Durante p século XIX a Inglaterra foi a causadora ou a principal promotora de conflitos em todo o planeta, realizando campanhas de expansão oportunistas, sobre a China, a Índia, o Pacífico, o Médio Oriente e a África.
O sistema imperial inglês estruturou-se na expansão territorial das áreas já conquistadas e na formação de redes locais de comércio. No século XIX a Grã-Bretanha aproveitou a oportunidade geopolítica que lhe foi aberta com a decadência simultânea dos impérios Otomano e Chinês. Quanto à rápida expansão britânica sobre a imensa área denominada “Índia”, compreendida do atual Mianmar à costa africana do Índico e o Afeganistão ao norte, ocorreu no vácuo de competidores europeus e baseada no enfraquecimento político e militar dos indianos e dos chineses.
No Médio Oriente, que continua a sangrar, os planos para uma divisão pós-primeira grande guerra do império Otomano, aliado da Alemanha, foram secretamente elaborados pela Grã-Bretanha e pela França sob o acordo de 1916, conhecido por Sykes-Picot. Este acordo não foi divulgado ao Xerife de Meca, que os britânicos encorajaram a lançar uma revolta árabe contra os seus governantes otomanos, dando a impressão de que Grã-Bretanha apoiava a criação de um Estado árabe independente. Entretanto os ingleses firmaram dois outros compromissos repartindo as províncias otomanas em áreas de influência, a britânica, que englobava a Palestina, incluía os territórios da atual Jordânia e de Israel, a Mesopotâmia, que correspondia aproximadamente ao Iraque de hoje, e a Península Arábica. O naco francês compreendia a Síria, que na época abrangia o Líbano e a Cilícia, parte da atual Turquia. Desconhecedor do que se tramava nas suas costas, Thomas Edward Lawrence, Lawrence da Arábia, fornecia orientação militar e armamentos ao príncipe Hussein, emir de Meca, e liderava a revolta árabe contra o domínio turco. Em correspondência secreta enviada a Hussein, Henry McMahon, alto comissário britânico no Egito, prometeu-lhe, em troca da rebelião, a criação de um grande reino árabe independente. Ao mesmo tempo, Lord Arthur of Balfour, ministro dos negócios estrangeiros britânico, enviava uma carta ao poderoso banqueiro Rothschild, vice-presidente do Comitê de Deputados Judeus, tornando público o apoio do “Governo de Sua Majestade” ao “estabelecimento na Palestina de um lar nacional para o povo judeu”. Além de granjear para a Inglaterra a simpatia da comunidade judaica internacional, a criação do que viria a ser o Estado de Israel oferecia aos ingleses uma vantagem adicional: privava os franceses do controle do Porto de Haifa, afastando-os, portanto, do Canal de Suez. A “razão e o direito à existência de Israel” resulta deste acordo entre a Inglaterra e a família Rothschild e o ludibrio da França!

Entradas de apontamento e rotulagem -
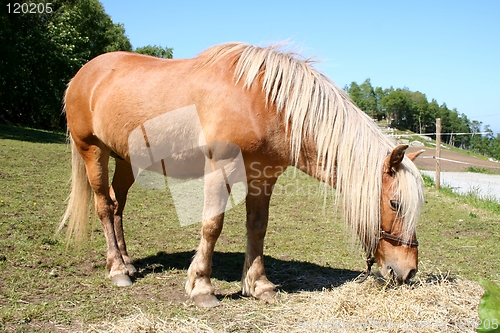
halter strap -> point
(400, 240)
(370, 259)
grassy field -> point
(45, 287)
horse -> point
(247, 113)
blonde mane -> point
(351, 148)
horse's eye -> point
(395, 204)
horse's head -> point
(397, 248)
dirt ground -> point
(426, 160)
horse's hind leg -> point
(122, 180)
(96, 158)
(254, 280)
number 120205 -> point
(29, 8)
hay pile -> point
(436, 304)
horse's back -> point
(117, 93)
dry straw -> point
(433, 304)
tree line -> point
(41, 51)
(404, 109)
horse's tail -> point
(78, 210)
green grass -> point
(46, 288)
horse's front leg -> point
(122, 181)
(198, 285)
(254, 281)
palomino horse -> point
(277, 110)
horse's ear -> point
(414, 155)
(394, 159)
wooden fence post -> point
(438, 152)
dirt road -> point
(463, 161)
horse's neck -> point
(308, 163)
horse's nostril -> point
(411, 274)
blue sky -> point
(448, 50)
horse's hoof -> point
(206, 301)
(131, 269)
(121, 280)
(269, 296)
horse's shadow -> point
(290, 275)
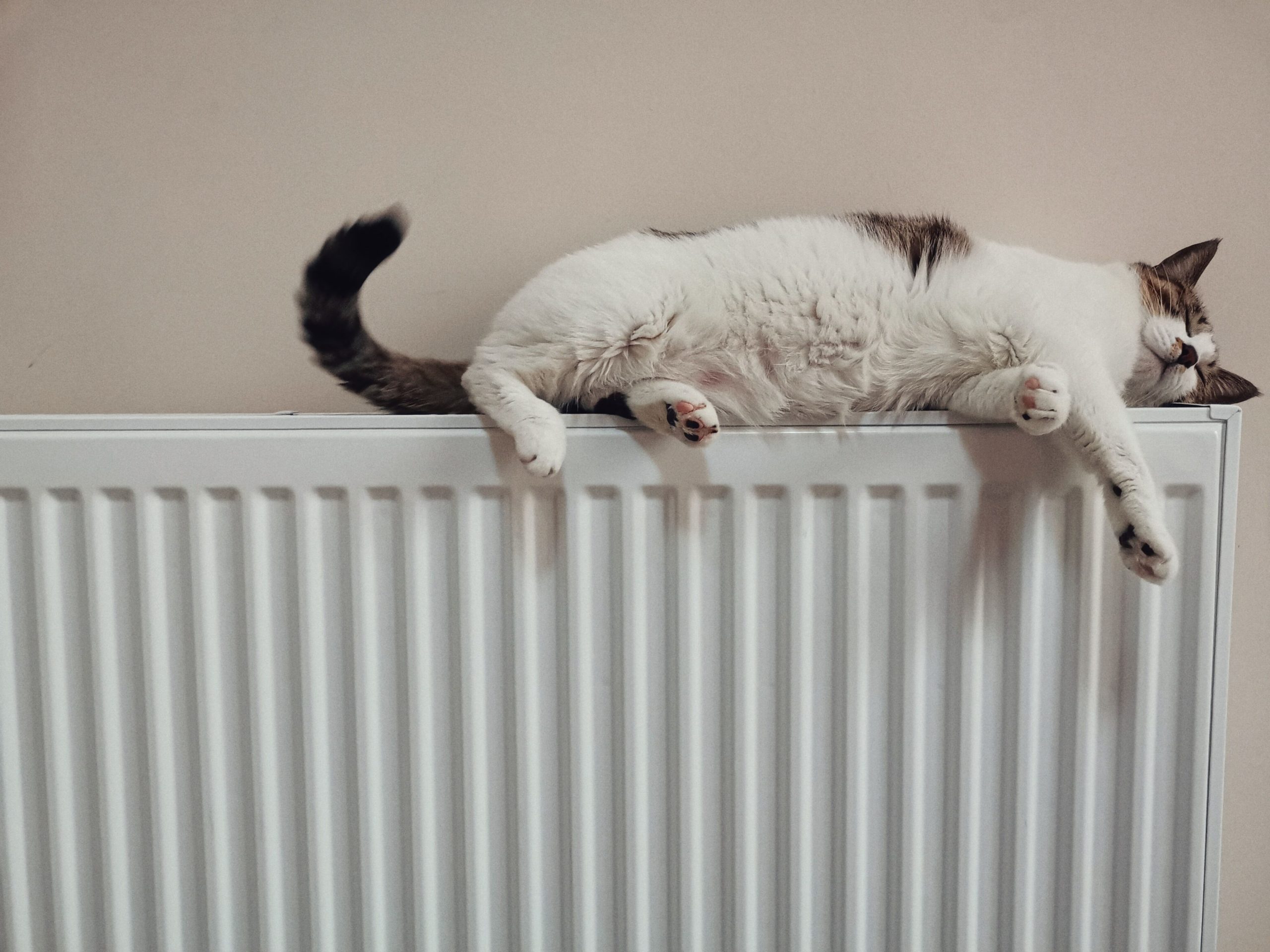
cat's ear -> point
(1187, 266)
(1222, 388)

Instruções a seguir - Dê a continuação do excerto sobre a expansão imperial britânica no século XIX, a partir da última frase apresentada.

Resposta escrita -
Esse tríplice conluio, com franceses, árabes e judeus, por meio do qual os ingleses pretendiam tomar para si a maior parte do bolo do Oriente Médio, não poderia resultar noutra coisa que não fosse uma inesgotável fonte de antagonismos. O conflito israelo-palestiniano, que até hoje dilacera a região, é um produto dessa política de “arrasto e razia” da Inglaterra que está agora a liderar a Europa no conflito com a Rússia e os Estados Unidos.
O elemento mais simbólico do modo de proceder inglês de um punhal em cada mão nas suas relações com os outros atores políticos será, porventura, o de Lawrence da Arábia, oficial do exército britânico durante a Revolta Árabe de 1916–1918, que a Inglaterra começou por apoiar contra o império otomano. No final da Grande Guerra, em 1919, Lawrence tornou-se conselheiro da delegação árabe na Conferência de Paz de Paris, onde viu as antigas promessas da “sua Inglaterra” de reconhecimento da soberania da nação árabe serem traídas. Traído em nome da política de realismo e dos negócios do seu governo.
A China constituiu outro dos grandes imbróglios em que os ingleses se envolveram e envolveram os europeus. Durante o século XIX a China foi invadida pelos contrabandistas ingleses e americanos apoiados pelos seus governos que impuseram que o chá era comprado na China em troca do ópio cultivado na Índia. Esse negócio imposto pelos ingleses conduziu às guerras do ópio, criando o pretexto para a intervenção britânica. A Inglaterra criava mais um inimigo para a Europa. Seria apenas mais um.
A Grã Bretanha, ao contrário do que a encenação dos seus cerimoniais quer fazer crer, não se rege por outros princípios que não sejam o lucro, o negócio antes de tudo e por todos os meios. A Grã-Bretanha rege-se por encenações de etiqueta, pelo estabelecimento de distâncias entre nobres e plebeus, pelos graus com que cada súbdito deve vergar a espinha.
Lealdade e palavra de honra são conceitos desconhecidos dos ingleses nas suas relações com os outros povos. Não é por acaso que os ingleses impõem que o julgamento das disputas resultantes dos grandes contratos comerciais seja feita por tribunais arbitrais ingleses, onde estão em posição de vantagem! É a sua lei que impera!
Quatro dias antes das eleições nos Estados Unidos, o primeiro ministro inglês Keir Starmer estabeleceu um contrato comercial com Zelenski para uma concessão por cem anos da exploração das matérias-primas da Ucrânia e dos portos do país. Depois incentivou Trump a receber Zelenski e este a ir a Washington assinar um acordo de minerais! Mas o que teria Zelenski a negociar com Trump se já vendera à Inglaterra o que tinha valor na Ucrânia? Starmer, o grande amigo da Ucrânia, atirou Zelenski de mãos nuas, ou de bolsos vazios ao dono da banca e esperava que Trump ficasse muito satisfeito com a situação em que surgia como o otário!
O «party» de Downing Street teve como finalidade obter a cumplicidade daqueles convivas para este golpe à moda inglesa. Numa imagem: Keir Starmer, fez de Zelenski uma minhoca no bico de um corvo e pretendeu que os seus convidados o aplaudissem e Trump recebesse a minhoca e fizesse um afago na cabeça do corvo.
O que se pode concluir destes exemplos de prática política da Inglaterra no mundo? Que, quem confia na Inglaterra está feito ao bife, isto é, está à mercê dos interesses do momento.